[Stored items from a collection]
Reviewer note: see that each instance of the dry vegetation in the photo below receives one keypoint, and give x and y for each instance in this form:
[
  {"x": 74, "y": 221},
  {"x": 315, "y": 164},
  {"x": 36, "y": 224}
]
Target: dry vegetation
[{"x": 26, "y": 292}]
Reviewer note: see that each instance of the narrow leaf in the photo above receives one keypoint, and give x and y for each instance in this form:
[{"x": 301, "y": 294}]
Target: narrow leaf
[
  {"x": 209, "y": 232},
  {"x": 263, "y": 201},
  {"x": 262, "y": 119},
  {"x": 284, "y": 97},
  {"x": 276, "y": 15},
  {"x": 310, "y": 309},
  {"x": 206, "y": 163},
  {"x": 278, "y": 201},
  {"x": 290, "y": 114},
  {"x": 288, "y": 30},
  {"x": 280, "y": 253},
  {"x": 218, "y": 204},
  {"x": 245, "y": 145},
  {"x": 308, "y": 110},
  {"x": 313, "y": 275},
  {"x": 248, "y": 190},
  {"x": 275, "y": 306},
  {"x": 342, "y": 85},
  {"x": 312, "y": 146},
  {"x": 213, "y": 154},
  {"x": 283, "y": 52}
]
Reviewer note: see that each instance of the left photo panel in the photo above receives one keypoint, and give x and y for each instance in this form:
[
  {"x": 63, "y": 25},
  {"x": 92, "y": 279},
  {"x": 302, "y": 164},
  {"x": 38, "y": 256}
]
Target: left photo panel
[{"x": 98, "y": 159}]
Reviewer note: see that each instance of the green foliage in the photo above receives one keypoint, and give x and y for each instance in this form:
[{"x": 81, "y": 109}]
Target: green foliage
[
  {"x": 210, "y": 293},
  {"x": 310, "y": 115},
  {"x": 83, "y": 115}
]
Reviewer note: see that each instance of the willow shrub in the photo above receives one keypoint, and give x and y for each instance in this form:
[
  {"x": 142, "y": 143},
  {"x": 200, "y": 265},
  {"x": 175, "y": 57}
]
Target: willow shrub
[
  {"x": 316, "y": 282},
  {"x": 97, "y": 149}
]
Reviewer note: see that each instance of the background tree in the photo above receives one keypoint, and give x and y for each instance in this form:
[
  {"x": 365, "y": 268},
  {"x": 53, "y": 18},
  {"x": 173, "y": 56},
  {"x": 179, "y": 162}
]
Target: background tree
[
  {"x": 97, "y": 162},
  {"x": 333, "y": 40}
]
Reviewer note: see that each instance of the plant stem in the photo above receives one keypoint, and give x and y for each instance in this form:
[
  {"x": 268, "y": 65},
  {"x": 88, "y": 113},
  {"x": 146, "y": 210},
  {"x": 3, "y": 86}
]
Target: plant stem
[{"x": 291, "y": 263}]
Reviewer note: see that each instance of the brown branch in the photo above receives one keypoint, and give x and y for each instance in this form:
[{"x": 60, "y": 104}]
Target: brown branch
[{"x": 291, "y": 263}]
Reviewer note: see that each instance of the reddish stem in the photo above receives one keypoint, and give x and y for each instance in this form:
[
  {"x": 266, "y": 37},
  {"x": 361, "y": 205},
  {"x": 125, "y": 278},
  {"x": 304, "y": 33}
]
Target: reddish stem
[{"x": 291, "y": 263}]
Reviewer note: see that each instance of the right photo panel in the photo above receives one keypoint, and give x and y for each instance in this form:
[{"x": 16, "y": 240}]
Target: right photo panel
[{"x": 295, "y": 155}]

# Written problem
Starting with the line containing "Reviewer note: see that each instance of the reddish" and continuing through the last of the items, repeat those lines with "reddish stem" swapped for "red stem" and everything else left as is.

# Solved problem
Reviewer note: see that each instance of the red stem in the photo above receives one keypoint, and give x and y for each instance in this form:
[
  {"x": 266, "y": 37},
  {"x": 361, "y": 205},
  {"x": 125, "y": 278},
  {"x": 304, "y": 33}
]
Target: red stem
[{"x": 291, "y": 263}]
Reviewer note: see that each instance of the right photo panel in the photo above receives one keypoint, and give x and y for each instance in this form:
[{"x": 16, "y": 240}]
Target: right photo panel
[{"x": 295, "y": 155}]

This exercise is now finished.